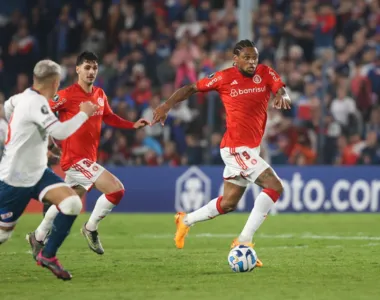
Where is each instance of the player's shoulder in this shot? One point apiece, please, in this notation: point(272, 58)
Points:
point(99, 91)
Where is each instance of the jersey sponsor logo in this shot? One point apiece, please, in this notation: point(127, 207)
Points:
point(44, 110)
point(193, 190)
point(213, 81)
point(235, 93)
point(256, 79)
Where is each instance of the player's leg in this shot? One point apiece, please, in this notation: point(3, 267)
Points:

--------------------------------------------------

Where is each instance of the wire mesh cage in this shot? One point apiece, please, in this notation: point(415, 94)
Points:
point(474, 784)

--------------------------------------------------

**Instructions to follow**
Find all the lines with "Where" in the data and copy them.

**Output of the exercise**
Where is each instance of the player's shoulder in this shot? One point apiece, please, in this notation: point(272, 58)
Where is each instance of the jersey sponsor logo in this shot? One point apiece, please, in this notation: point(127, 207)
Where is each instance of the player's leg in this shot? One point apiece, please, in this notation: point(3, 267)
Where is each instance of the wire mesh cage in this shot? One point apiece, please, in this notation: point(415, 94)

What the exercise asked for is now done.